§ **MATERIAL SUPPLIED**
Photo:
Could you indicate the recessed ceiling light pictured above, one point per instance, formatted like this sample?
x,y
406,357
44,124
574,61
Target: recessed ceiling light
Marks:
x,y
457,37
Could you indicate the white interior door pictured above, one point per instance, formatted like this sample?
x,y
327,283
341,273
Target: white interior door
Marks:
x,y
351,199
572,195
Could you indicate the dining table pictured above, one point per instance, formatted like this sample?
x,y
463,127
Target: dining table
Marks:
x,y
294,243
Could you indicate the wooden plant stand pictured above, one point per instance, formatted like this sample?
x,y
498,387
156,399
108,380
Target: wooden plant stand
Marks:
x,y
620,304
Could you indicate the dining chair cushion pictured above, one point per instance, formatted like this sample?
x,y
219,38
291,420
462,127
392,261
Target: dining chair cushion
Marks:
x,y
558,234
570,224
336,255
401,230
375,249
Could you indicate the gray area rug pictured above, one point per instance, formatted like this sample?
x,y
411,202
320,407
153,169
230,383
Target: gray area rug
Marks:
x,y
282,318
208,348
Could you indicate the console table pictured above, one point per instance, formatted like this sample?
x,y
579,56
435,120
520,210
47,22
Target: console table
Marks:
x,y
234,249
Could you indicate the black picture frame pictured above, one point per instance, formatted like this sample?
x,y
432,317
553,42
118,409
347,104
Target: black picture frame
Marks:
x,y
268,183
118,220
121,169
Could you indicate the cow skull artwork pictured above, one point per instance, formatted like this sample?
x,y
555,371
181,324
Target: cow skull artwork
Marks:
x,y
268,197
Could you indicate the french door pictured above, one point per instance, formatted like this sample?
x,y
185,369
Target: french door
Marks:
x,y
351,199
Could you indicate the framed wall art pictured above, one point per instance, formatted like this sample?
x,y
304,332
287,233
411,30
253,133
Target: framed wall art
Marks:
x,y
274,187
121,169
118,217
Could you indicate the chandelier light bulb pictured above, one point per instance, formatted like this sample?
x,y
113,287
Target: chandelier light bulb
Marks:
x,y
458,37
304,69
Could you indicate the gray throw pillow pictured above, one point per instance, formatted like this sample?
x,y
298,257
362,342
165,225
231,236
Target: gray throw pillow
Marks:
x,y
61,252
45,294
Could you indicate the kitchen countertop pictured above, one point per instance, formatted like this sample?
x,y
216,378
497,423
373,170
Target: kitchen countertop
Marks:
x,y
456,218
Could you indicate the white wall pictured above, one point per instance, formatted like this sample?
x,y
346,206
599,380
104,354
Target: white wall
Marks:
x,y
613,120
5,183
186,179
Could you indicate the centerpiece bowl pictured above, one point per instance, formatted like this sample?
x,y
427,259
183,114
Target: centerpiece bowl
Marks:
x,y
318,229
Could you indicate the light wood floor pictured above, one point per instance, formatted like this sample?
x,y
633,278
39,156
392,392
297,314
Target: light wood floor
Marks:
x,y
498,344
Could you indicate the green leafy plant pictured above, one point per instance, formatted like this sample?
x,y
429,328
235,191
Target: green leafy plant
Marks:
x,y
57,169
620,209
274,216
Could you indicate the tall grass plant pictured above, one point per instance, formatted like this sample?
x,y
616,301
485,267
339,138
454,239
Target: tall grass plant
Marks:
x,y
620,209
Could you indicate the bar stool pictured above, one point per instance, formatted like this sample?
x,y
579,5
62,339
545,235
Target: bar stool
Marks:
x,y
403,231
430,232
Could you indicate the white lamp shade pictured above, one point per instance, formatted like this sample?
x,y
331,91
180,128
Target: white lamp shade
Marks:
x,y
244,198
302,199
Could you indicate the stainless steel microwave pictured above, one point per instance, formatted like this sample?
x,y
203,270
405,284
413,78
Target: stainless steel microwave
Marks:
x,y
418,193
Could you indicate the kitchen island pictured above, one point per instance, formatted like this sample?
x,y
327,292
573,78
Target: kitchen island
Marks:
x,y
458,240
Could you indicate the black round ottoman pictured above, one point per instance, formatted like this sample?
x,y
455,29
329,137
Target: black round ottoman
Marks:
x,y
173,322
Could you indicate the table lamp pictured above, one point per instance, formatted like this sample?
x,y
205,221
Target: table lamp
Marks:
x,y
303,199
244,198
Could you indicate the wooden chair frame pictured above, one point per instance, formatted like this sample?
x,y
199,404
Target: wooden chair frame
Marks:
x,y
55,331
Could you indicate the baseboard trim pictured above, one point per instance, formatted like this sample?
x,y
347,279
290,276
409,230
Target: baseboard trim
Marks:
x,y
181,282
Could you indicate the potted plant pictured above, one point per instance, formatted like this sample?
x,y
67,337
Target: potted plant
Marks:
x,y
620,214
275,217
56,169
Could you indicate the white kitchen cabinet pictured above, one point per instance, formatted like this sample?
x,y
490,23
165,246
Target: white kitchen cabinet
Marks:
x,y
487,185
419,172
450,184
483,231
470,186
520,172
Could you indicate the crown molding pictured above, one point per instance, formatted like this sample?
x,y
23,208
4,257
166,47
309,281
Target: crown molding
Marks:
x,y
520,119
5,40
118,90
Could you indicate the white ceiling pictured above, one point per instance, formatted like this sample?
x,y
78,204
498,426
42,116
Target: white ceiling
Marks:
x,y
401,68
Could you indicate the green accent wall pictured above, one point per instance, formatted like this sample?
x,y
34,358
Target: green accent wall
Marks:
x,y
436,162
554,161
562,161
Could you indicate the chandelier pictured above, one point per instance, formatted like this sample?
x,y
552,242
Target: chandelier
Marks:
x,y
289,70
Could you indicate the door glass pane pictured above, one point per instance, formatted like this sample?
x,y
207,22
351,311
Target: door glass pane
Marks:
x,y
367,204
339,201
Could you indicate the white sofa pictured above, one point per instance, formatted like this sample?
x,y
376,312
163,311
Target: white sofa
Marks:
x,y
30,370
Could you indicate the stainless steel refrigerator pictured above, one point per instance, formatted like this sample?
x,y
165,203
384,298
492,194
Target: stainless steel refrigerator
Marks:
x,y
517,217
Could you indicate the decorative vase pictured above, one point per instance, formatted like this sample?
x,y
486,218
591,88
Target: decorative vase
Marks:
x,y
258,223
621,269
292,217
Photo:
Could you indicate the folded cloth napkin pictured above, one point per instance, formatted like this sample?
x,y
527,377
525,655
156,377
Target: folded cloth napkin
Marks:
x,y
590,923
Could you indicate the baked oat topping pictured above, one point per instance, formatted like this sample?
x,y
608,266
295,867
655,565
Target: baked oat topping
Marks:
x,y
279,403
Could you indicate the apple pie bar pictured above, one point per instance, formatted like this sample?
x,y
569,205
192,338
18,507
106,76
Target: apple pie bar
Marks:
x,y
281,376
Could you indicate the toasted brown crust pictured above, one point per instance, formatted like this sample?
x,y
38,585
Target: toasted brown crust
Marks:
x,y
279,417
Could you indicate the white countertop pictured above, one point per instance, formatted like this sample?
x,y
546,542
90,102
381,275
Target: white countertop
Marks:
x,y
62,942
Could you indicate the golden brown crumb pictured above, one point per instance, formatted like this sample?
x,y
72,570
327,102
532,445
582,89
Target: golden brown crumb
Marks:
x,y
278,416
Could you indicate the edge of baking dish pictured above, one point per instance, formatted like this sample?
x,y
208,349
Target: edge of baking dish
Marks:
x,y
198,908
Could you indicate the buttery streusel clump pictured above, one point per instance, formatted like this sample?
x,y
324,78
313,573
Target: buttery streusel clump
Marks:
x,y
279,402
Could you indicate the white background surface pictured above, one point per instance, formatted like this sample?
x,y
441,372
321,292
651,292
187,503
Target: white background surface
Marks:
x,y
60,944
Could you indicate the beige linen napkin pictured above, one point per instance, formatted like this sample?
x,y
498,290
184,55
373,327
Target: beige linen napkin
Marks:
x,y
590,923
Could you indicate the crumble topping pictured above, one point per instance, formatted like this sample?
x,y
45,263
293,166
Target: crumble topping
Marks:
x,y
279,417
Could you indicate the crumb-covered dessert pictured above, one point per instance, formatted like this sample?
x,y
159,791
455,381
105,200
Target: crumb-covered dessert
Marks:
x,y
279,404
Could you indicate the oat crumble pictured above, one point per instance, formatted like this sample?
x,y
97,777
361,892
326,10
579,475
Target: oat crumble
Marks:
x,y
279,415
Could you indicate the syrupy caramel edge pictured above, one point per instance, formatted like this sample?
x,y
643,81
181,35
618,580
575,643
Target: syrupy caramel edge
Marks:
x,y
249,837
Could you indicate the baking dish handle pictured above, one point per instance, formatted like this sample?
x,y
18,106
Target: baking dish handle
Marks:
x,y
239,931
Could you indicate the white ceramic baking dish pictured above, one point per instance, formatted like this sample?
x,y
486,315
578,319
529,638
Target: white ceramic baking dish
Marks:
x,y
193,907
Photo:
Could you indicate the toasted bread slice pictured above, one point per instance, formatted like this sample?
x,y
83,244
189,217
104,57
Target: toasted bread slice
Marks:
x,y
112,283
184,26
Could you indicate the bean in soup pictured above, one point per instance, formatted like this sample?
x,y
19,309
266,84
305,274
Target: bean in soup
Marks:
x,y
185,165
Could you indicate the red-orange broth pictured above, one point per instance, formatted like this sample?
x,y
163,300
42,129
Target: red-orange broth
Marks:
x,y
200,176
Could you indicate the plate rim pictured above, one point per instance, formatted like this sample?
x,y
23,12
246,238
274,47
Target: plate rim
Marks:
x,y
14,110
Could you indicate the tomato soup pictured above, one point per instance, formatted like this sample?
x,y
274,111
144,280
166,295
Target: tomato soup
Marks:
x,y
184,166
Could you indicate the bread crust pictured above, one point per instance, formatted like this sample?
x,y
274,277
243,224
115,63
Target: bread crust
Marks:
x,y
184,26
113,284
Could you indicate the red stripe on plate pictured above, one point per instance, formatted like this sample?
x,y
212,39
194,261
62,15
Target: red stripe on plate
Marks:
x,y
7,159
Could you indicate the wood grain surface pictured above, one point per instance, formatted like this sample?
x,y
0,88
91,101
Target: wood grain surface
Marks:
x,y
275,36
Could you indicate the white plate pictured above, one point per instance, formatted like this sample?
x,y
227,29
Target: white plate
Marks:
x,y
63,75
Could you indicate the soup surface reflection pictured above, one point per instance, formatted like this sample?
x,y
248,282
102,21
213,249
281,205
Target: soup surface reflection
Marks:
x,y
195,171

§ **PROBLEM DESCRIPTION**
Starting at the line that contains "Could you indicate the red stripe", write out every line to the end of the entries, exactly as given.

§ **THE RESPONSE**
Could you indicate the red stripe on plate pictured above, one point per instance, formatted like this sample?
x,y
212,39
194,261
62,15
Target: red stripe on plate
Marks:
x,y
7,159
Could you indicate the wood grain surface pictured above, one point per instance, formatted like this sample?
x,y
0,88
91,101
Target: wood grain surface
Marks:
x,y
275,36
Could you indicate the white plate pictured above, one point per instance, formatted like this sample?
x,y
227,29
Target: white plate
Marks:
x,y
63,75
Could you indicate the soup surface reflection pictured above, one point per instance, formatted like this sample?
x,y
248,282
102,21
213,249
281,205
Target: soup surface reflection
Marks:
x,y
195,171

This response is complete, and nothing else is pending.